§ PAGE TEXT

Don't guess about water temperature . . . use an accurate thermometer in your tank to constantly monitor its temperature.
If at all possible, rotate your stock. Try to provide enough compartments in your tank that will not require you to mix new incoming bait with older stock on hand.
|Water Capacity Formulas|
A. To determine the water capacity of your square or rectangular bait tank, multiply length times width times height (all in feet) times the constant 7.5. The result will be in gallons.
B. To determine the water capacity of your round bait tank, multiply the depth of the water in feet times the radius squared (radius is 1/2 the width across the top of the container) times 3.14, then multiply this number by 7.5. The result will be in gallons.
For best results, add peat moss when shipment is received. If kept for 2 to 3 weeks, transfer to fresh, slightly dampened peat moss or Buss Worm Bedding. If Buss Worm Bedding is used, follow instructions on package. Store in shallow plastic or styrofoam containers and refrigerate at 40 to 50 degrees.
Store in original container. Keep very cold - 35 to 37 degrees. Avoid frequent changes in temperature.
Dug Worms ((Drift, Garden, Leaf Worms)
These worms may be kept in the same moss in which they are packed for 2 to 3 weeks. If kept for an extended time, repack into fresh, slightly dampened peat moss. Again we suggest storage in shallow plastic or styrofoam containers. Refrigerate at 40 to 50 degrees.
Premium Red Worms
Can be kept in the same moss in which they are packed for 2 to 3 weeks. For longer storage, re-pack into fresh, dampened peat moss. Refrigerate at 40 to 50 degrees.

§ DATA SUPPLIED

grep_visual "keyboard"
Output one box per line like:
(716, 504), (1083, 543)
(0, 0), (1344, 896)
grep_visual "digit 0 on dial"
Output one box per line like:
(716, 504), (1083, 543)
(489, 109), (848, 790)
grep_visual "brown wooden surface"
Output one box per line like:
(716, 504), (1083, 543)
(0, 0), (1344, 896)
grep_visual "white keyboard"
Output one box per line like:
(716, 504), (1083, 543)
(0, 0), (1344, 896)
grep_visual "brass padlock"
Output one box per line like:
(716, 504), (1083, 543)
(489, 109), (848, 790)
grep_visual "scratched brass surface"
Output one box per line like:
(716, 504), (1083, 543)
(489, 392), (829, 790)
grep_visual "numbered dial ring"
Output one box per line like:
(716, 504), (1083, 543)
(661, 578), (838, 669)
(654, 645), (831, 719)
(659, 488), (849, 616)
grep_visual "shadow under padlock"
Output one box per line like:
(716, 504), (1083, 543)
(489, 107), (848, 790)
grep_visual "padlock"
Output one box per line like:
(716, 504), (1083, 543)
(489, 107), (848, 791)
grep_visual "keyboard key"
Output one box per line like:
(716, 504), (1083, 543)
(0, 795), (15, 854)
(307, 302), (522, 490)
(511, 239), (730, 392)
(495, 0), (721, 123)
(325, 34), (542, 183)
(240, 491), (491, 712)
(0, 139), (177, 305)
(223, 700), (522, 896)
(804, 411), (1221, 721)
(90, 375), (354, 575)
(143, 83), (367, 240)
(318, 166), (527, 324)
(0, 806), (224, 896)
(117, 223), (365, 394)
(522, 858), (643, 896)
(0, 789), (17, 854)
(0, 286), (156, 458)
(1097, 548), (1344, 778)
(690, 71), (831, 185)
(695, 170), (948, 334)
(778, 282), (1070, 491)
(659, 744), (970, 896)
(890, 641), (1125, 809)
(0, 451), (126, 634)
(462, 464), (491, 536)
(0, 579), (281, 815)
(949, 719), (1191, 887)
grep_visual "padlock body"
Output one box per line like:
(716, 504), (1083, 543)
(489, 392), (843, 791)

§ PROBLEM A
According to the bait storage guide, why should a bait tank have enough compartments?
§ PROBLEM B
Continue the bait storage guide from its last sentence.

§ EXERCISE OUTPUT A
The guide says a bait tank should have enough compartments that new incoming bait does not have to be mixed with the older stock already on hand.

§ EXERCISE OUTPUT B
For best results, keep in aerated, cold fresh water. Our Leech Bag is ideal for this. If kept under refrigeration, store in a suitable container, changing water and adding ice daily.
Premium Wax Worms
Keep cool and dry. Refrigerate or just keep in a cool area at 50 to 60 degrees. No feeding is necessary.
Mealworms and Giant Mealworms
Mealworms and Giant Mealworms are shipped in paper, and can be stored this way for up to a week or so. For extended storage, shake from paper and put in shallow container in bran millings. Add a slice of apple or potato for moisture if desired. Refrigerate at 40 to 50 degrees.
We do not recommend storage in excess of four to five days if this bait is to be kept in good condition. Store in shallow trays on a layer of damp paper or cloth. Cover with same. Keep moist and refrigerate at 40 to 50 degrees. Dead soft craws can also be sold if frozen quickly, preferably in water.
Spikes (White or "Hot Pink")
(Not available in summer.) Store in container in which they are shipped. Refrigerate at once at 33 to 35 degrees. It is important to keep Spikes dry, dark and COLD for best results.
This enticing little bait is easily kept throughout the winter, packed in moistened White Pine sawdust or any sap free sawdust. Refrigerate at 40 to 50 degrees.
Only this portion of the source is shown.